◆ **Set task**:
Report how many lines of the material below contain the string "table", and reply with the number alone.

◆ **Data for this task**:
○ ○ ○

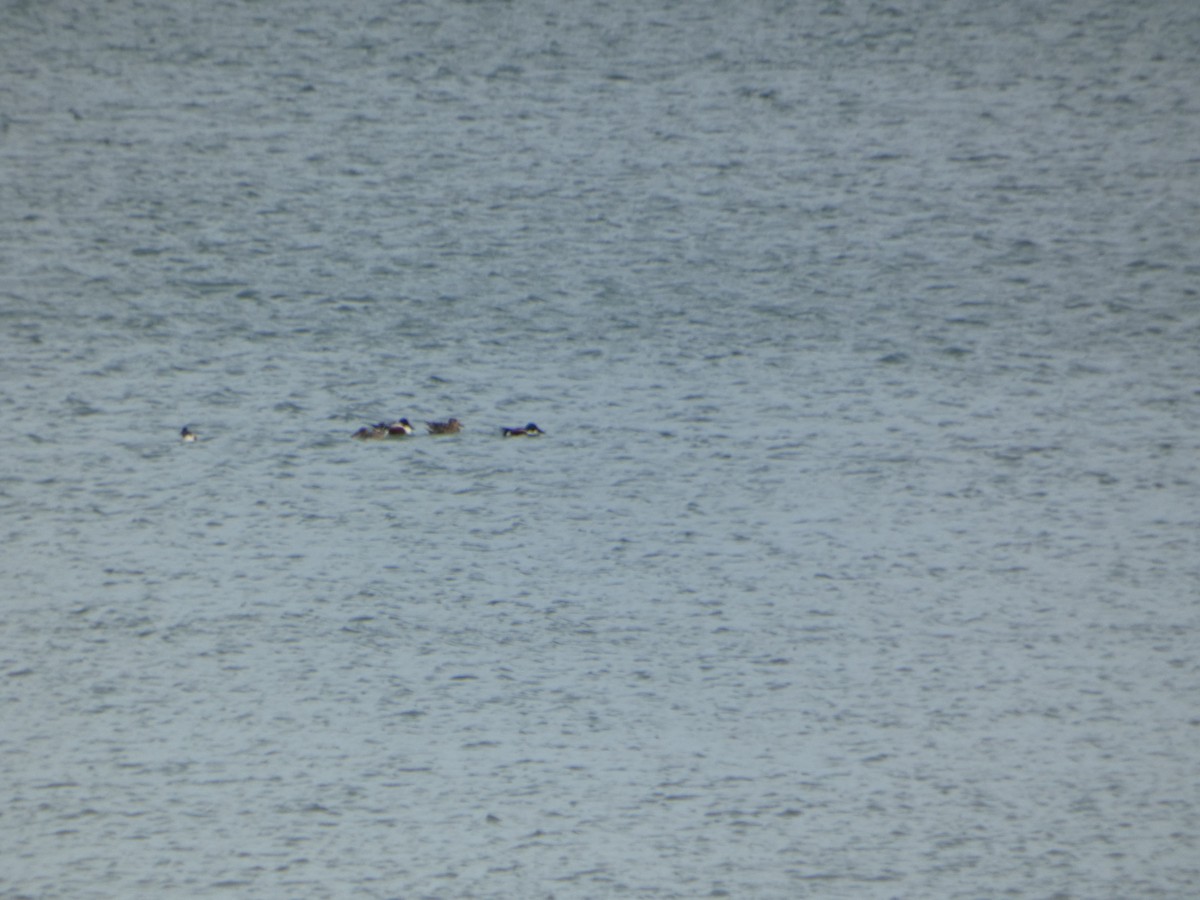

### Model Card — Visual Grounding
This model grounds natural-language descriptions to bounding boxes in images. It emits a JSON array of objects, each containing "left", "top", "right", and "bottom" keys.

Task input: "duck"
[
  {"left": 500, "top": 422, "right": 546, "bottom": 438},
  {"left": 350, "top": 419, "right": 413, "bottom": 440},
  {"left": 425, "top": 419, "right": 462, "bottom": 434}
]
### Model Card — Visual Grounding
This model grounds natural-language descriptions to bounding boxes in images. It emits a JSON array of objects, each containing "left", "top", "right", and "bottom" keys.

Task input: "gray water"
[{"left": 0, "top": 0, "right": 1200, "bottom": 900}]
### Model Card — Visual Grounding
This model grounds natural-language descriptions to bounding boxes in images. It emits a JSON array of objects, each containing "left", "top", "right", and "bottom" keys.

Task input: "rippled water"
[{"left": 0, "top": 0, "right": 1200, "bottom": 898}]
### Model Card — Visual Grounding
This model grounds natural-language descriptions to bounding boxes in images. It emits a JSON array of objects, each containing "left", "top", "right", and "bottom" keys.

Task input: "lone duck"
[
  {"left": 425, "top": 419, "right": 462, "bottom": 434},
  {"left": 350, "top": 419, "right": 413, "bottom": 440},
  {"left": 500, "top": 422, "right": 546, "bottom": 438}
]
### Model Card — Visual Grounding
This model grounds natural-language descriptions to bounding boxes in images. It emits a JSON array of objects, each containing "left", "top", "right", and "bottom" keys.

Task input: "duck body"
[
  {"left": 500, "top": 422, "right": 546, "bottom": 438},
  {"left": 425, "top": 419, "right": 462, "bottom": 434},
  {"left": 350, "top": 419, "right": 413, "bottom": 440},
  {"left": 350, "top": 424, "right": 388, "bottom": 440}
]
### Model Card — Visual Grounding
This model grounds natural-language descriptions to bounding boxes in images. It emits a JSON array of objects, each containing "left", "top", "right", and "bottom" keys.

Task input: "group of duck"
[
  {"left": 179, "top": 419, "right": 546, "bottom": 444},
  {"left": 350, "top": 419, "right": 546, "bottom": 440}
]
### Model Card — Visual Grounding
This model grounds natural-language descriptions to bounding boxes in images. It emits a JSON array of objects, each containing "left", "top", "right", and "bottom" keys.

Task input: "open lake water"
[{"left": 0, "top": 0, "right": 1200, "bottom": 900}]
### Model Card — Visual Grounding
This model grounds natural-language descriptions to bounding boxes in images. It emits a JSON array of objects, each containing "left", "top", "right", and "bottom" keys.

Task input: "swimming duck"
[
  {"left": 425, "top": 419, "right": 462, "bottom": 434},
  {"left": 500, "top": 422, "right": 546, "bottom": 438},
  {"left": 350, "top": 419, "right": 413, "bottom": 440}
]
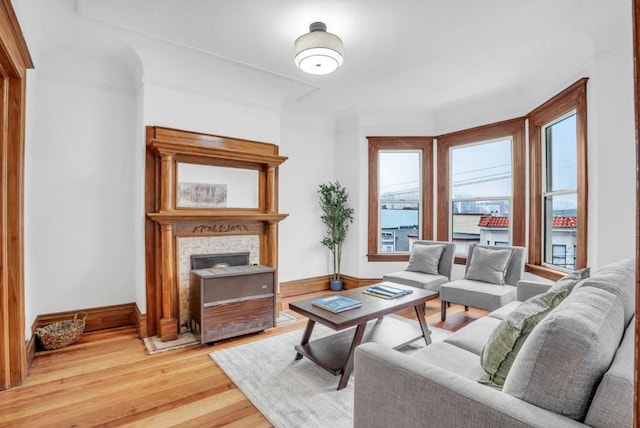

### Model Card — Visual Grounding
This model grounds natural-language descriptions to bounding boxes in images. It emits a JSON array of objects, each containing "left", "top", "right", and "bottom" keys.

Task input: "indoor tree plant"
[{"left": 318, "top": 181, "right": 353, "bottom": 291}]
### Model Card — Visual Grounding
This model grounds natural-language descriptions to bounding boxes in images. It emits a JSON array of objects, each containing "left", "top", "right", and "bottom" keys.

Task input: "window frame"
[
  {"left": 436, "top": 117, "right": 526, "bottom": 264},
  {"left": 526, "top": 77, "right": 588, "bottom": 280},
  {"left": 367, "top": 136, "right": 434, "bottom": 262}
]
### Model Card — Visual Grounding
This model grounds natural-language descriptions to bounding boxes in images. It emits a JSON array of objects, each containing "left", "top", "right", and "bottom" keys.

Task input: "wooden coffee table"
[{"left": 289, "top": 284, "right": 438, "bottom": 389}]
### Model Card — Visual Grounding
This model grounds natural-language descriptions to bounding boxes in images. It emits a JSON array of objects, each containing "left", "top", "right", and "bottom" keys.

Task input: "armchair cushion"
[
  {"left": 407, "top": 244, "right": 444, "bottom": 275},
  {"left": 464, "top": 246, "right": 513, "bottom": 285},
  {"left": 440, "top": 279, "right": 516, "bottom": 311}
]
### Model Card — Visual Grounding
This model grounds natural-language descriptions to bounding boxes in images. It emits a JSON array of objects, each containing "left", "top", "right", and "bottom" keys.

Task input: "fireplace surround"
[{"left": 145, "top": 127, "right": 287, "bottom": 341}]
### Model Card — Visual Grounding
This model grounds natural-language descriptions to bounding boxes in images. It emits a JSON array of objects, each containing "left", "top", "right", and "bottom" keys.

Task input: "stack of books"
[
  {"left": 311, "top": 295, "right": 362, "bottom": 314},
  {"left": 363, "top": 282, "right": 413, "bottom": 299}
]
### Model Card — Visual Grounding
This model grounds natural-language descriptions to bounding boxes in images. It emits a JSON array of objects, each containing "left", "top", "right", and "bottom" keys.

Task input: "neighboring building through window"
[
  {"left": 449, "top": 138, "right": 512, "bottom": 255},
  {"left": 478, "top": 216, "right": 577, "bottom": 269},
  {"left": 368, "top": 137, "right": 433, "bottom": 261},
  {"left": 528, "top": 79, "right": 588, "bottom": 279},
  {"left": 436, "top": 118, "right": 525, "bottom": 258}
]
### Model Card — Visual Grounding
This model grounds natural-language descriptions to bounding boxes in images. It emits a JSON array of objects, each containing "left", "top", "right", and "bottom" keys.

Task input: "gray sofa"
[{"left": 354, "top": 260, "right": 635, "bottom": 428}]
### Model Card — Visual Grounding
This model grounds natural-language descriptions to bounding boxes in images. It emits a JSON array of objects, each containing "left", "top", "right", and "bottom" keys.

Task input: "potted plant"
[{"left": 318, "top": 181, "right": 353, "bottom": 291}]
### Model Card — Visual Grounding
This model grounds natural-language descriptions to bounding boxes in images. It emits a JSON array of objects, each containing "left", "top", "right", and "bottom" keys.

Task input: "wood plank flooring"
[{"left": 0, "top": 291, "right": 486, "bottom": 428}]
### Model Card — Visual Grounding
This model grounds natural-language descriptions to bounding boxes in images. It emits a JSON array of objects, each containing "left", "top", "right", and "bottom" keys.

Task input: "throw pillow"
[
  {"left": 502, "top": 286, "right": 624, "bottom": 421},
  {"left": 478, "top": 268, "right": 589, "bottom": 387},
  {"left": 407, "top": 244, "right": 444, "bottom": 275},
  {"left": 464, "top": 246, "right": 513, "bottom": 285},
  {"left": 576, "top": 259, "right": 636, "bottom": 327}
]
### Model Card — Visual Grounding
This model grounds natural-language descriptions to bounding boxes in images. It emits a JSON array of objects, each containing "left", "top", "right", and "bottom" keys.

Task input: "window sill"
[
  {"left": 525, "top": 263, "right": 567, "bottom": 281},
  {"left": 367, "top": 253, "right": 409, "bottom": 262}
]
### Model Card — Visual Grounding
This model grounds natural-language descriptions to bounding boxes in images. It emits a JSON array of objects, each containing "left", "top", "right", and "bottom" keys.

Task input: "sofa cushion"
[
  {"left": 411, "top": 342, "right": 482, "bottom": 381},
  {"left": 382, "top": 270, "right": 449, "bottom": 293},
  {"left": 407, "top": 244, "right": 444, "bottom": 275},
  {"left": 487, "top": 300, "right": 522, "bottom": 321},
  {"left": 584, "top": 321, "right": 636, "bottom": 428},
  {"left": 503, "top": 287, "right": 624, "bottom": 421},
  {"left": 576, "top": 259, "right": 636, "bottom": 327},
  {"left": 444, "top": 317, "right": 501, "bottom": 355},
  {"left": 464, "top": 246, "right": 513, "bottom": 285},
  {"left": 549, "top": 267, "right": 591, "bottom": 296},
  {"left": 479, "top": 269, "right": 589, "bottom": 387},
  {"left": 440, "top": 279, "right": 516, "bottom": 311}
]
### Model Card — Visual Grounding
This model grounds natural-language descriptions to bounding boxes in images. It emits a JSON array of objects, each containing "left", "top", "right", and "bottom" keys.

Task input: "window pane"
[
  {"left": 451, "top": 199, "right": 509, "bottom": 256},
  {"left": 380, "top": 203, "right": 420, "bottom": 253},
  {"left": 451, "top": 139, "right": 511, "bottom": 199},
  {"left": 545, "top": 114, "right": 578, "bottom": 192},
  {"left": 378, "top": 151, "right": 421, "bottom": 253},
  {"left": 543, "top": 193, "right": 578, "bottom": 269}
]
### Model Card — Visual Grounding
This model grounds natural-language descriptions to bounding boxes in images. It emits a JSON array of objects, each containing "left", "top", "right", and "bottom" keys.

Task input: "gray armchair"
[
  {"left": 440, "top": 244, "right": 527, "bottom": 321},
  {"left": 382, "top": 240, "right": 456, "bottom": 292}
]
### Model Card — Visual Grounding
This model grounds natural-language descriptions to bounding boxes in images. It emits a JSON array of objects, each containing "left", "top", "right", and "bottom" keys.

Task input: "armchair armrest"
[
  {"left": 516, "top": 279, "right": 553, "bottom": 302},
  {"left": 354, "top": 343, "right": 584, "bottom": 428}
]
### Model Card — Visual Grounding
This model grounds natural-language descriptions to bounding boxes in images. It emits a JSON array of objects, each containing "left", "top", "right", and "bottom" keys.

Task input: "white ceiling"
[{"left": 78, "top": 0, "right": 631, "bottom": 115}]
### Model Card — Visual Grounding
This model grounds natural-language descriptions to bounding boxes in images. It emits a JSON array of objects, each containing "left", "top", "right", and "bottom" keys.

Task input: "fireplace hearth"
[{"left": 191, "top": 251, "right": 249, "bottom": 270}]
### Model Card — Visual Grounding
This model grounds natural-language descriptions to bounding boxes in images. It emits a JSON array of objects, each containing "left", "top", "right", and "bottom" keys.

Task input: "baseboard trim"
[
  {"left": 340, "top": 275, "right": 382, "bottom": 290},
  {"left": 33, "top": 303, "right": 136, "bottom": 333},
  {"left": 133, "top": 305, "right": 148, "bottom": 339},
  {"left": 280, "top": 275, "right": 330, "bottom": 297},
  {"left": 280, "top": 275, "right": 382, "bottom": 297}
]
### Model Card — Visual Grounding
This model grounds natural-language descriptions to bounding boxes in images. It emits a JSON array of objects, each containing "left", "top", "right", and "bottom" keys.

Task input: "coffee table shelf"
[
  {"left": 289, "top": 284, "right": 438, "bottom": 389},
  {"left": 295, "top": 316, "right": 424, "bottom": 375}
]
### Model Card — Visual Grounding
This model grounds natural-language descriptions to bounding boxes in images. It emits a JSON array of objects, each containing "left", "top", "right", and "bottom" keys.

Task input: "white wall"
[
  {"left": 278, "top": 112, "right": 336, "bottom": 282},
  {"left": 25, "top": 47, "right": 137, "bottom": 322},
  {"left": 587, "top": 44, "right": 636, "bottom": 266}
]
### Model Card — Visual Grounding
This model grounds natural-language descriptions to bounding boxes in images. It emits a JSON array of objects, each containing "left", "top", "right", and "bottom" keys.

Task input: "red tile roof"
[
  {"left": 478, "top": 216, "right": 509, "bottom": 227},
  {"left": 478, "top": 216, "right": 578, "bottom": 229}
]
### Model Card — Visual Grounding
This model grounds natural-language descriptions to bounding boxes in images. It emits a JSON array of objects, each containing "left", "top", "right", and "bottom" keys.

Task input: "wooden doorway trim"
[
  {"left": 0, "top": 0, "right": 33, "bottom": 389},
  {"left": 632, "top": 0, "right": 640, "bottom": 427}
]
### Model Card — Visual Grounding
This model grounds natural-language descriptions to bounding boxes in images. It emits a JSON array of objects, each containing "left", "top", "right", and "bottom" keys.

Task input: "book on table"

○ ○ ○

◆ **Correct result**:
3